>>
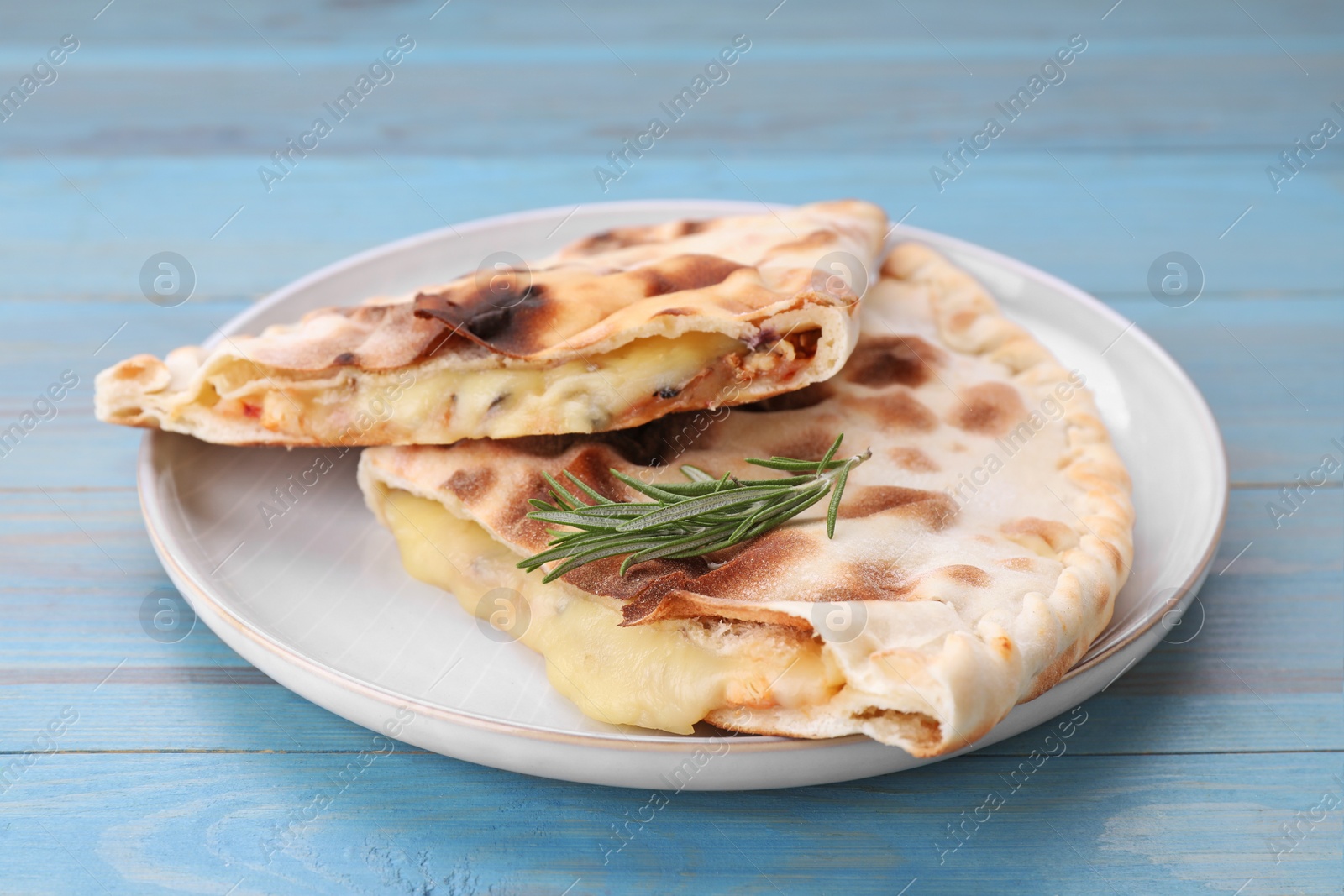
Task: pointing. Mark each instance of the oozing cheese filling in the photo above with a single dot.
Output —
(447, 405)
(664, 674)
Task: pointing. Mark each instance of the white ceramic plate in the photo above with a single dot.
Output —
(318, 598)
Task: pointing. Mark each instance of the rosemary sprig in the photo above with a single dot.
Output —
(685, 519)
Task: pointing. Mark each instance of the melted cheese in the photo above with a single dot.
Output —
(664, 674)
(428, 405)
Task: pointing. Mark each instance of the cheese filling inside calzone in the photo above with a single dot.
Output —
(976, 558)
(612, 332)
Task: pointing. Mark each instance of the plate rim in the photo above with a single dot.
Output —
(159, 531)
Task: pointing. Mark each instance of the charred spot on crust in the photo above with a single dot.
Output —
(898, 410)
(913, 459)
(870, 580)
(541, 445)
(685, 271)
(593, 466)
(988, 409)
(659, 443)
(965, 574)
(934, 510)
(804, 398)
(810, 445)
(517, 526)
(470, 485)
(649, 580)
(654, 443)
(889, 360)
(511, 320)
(748, 566)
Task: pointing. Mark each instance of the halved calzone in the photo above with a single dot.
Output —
(976, 557)
(615, 331)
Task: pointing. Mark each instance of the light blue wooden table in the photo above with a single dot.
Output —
(1214, 766)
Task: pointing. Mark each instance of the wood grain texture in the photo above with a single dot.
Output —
(186, 765)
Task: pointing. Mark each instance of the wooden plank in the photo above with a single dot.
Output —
(289, 824)
(1270, 437)
(1245, 93)
(73, 618)
(1099, 219)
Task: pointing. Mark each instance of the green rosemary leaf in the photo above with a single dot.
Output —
(685, 519)
(559, 493)
(833, 511)
(655, 492)
(703, 504)
(790, 464)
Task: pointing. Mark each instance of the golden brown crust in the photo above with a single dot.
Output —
(980, 586)
(738, 293)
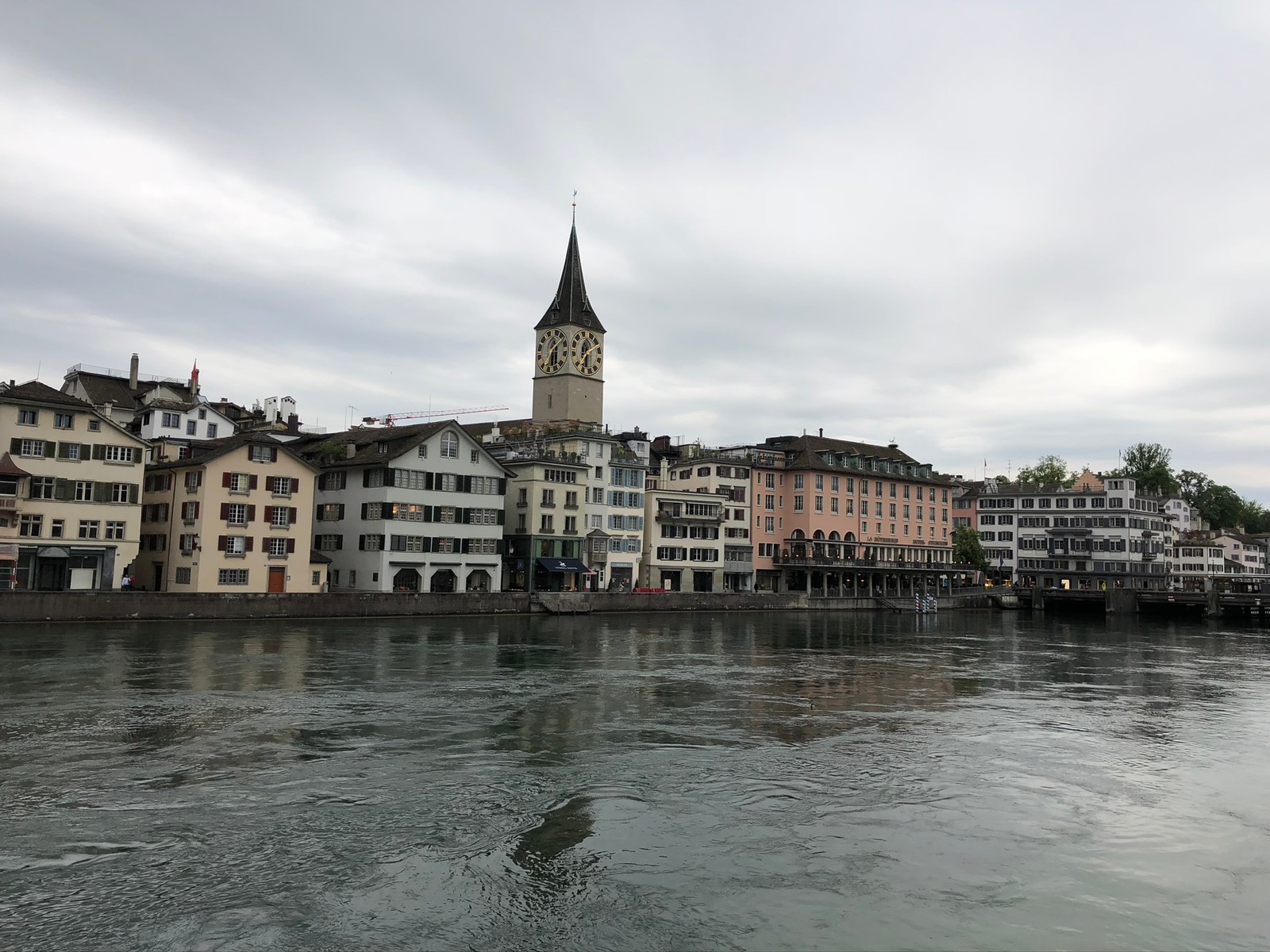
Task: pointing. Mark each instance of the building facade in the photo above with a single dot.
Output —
(410, 509)
(71, 497)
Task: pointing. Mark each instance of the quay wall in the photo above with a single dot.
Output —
(160, 606)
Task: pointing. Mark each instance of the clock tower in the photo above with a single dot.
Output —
(569, 351)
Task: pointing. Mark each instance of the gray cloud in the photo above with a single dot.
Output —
(990, 232)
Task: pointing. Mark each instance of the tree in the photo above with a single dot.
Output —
(1191, 484)
(1048, 470)
(967, 549)
(1149, 465)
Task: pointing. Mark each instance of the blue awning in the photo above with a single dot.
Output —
(565, 566)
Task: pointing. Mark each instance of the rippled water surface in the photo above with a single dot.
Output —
(749, 781)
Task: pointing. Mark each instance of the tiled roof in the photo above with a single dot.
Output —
(37, 393)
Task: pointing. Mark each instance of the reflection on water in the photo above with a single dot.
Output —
(751, 781)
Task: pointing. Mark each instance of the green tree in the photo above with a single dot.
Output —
(967, 549)
(1149, 465)
(1048, 470)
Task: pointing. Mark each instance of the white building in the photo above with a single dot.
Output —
(408, 509)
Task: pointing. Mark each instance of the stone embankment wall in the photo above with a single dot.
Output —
(152, 606)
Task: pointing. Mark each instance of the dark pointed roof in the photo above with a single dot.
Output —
(571, 304)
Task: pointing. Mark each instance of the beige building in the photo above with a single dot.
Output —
(230, 516)
(70, 507)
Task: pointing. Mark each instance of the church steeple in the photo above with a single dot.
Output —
(571, 304)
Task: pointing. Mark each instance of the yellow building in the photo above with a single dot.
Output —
(70, 494)
(229, 516)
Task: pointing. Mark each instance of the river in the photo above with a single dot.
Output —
(675, 781)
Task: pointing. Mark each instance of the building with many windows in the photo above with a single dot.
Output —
(229, 516)
(845, 518)
(408, 509)
(69, 493)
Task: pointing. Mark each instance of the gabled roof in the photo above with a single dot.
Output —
(571, 304)
(205, 451)
(8, 467)
(36, 393)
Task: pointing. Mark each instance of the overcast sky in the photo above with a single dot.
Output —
(987, 232)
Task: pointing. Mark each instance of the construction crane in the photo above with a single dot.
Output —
(391, 419)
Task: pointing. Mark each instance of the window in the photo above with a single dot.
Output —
(42, 486)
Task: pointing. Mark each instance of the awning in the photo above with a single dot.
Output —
(565, 565)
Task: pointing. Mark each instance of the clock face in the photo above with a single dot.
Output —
(587, 353)
(552, 351)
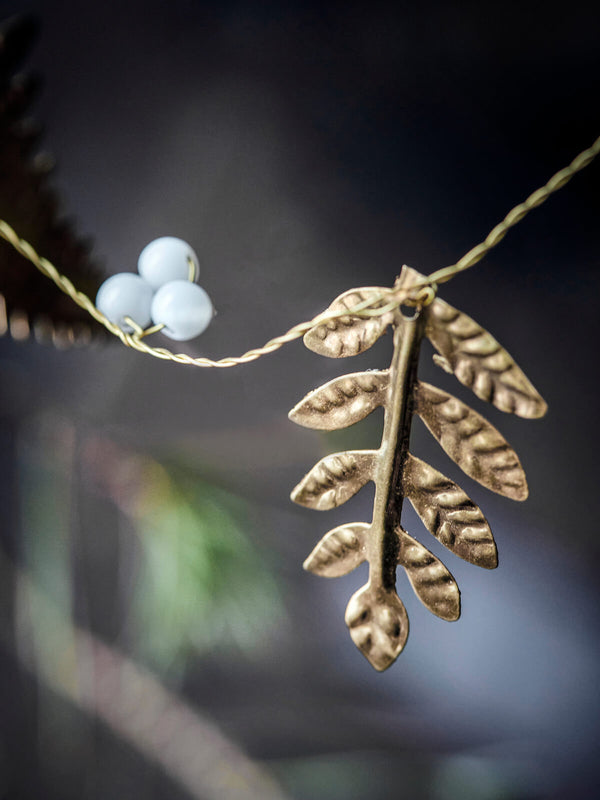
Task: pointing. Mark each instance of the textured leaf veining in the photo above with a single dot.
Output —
(349, 335)
(335, 479)
(449, 514)
(342, 402)
(470, 440)
(480, 363)
(433, 584)
(339, 551)
(378, 625)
<<
PROBLEM DESCRIPTION ->
Lay out all the entries above as a two-column CSV with the header row instruction,points. Give one row per entry, with its text under instruction and its answer under points, each in a single quoted field with line breaks replaced by spaces, and leave out the pictures.

EXPECTED ANSWER ->
instruction,points
"Task: pointing. Mark each instance of the oozing cheese filling in the photo above with a single dot. Output —","(447, 405) (664, 674)"
"Task: pointing. Mark each instance of the white ceramic plate in the photo above with a single dot. Output —","(318, 598)"
"Task: pointing. Mark each instance of the rosemary sprig in the photo above with a single dot. Output —","(685, 519)"
"Task: pointing. Mark each instance of the melted cheese in the photo above with a single dot. Output —","(664, 674) (428, 405)"
"Task: pointing. Mark each instance of the cheese filling inside calzone in the photo above with a single dot. Output —","(976, 558) (612, 332)"
"Task: pointing. Mark each instance of the plate rim in the photo above with a single dot. Output —","(159, 531)"
"Task: pointing. Mark each instance of the charred spot on crust in the photo above with a single dot. Output —","(898, 410) (913, 459) (870, 580) (541, 445) (685, 271) (593, 466) (988, 409) (659, 443) (965, 574) (934, 510) (804, 398) (810, 445) (517, 526) (470, 485) (649, 580) (654, 443) (889, 360) (511, 320) (748, 566)"
"Task: pointing. Mark each instance of the halved calzone in the photo above with a single dot. Output —","(976, 557) (615, 331)"
"Task: pointing. Mark each instance of the light blue wooden table in the photo above with a single dot. Output —","(1214, 766)"
"Task: pointing. Mark each instance of the wood grain texture in the photo above with a single dot. Output —","(186, 765)"
"Task: pointing. Mark each instance of the wooden plank in the photo above with a single dot. Output —","(289, 824) (1270, 437) (1245, 93) (73, 618) (1099, 219)"
"Task: pointing. Mark each instance of the green rosemary leaf in the photo above with a single dot. Output —","(685, 519) (559, 493) (833, 511) (655, 492) (703, 504) (790, 464)"
"Task: pointing. Mark each instance of the golden brown crust in the photo above with a single dot. Output —","(980, 586) (738, 293)"
"Task: pointing. Mark each instance of the building facade in the photo above with a single dot. Output —","(410, 509) (71, 497)"
"Task: pointing. Mark each instance of the quay wall in the photo above with a single dot. Output —","(160, 606)"
"Task: pointing. Mark each instance of the clock tower in the photo above with a single dot. Output —","(569, 351)"
"Task: pointing. Mark each instance of the gray cloud in the photo above with a single dot. Output —","(990, 232)"
"Task: pointing. Mark each instance of the tree in the photo above with a single dot. Output —","(1191, 484) (1048, 470) (967, 549) (1149, 465)"
"Task: pointing. Mark each instance of the blue awning in the photo above with a single dot. Output —","(565, 566)"
"Task: pointing. Mark each instance of the rippled water surface in the photo above with a single dot. Output —","(749, 781)"
"Task: pointing. Mark each instance of the tiled roof in the photo above with a single dot. Output —","(37, 393)"
"Task: pointing. Mark each instance of the reflection on water in the photo above with a single dot. Output —","(751, 781)"
"Task: pointing. Mark each instance of the green tree in the photo above with a single dot. Output —","(967, 549) (1149, 465) (1048, 470)"
"Task: pointing. Mark each instance of the white building in the photo above with a single dot. Output —","(408, 509)"
"Task: pointing. Mark each instance of the stone embankment wall in the photo above with a single dot. Output —","(152, 606)"
"Task: pointing. Mark each instance of the dark pointed roof in the photo above with a single dot. Output —","(571, 304)"
"Task: pointing. Mark each instance of the beige building in the photo above with a single dot. Output —","(230, 516) (70, 507)"
"Task: pointing. Mark each instance of the church steeple in the photo above with a single dot. Output —","(571, 304)"
"Task: pointing. Mark each instance of the yellow building in the photo above with a single dot. Output —","(70, 494) (229, 516)"
"Task: pointing. Mark each instance of the river in the photo above with a single dot. Output —","(675, 781)"
"Task: pointing. Mark each instance of the building with many windows in the photo above with a single dot. Output —","(229, 516) (845, 518) (408, 509) (69, 493)"
"Task: pointing. Mark each instance of the gabled roof in the photo above with a single dot. Output —","(571, 304) (205, 451) (8, 467) (36, 393)"
"Task: pointing. Mark each instance of the overcast sky in the photo above with a single dot. Output —","(987, 232)"
"Task: pointing. Mark each instance of the construction crane in the photo above with a single dot. Output —","(391, 419)"
"Task: pointing. Mark each instance of the window in the photo above with a single dot. Output —","(42, 486)"
"Task: pointing. Mark each instance of the awning in the photo above with a single dot. Output —","(565, 565)"
"Task: pointing. Mark each instance of the clock face in the photo above with a single dot. Output —","(587, 353) (552, 351)"
"Task: pointing. Mark each instance of the textured leaf veining in the photo above with a single dot. Output —","(349, 335) (335, 479) (449, 514) (342, 402) (470, 440) (480, 363) (433, 584) (339, 551) (378, 625)"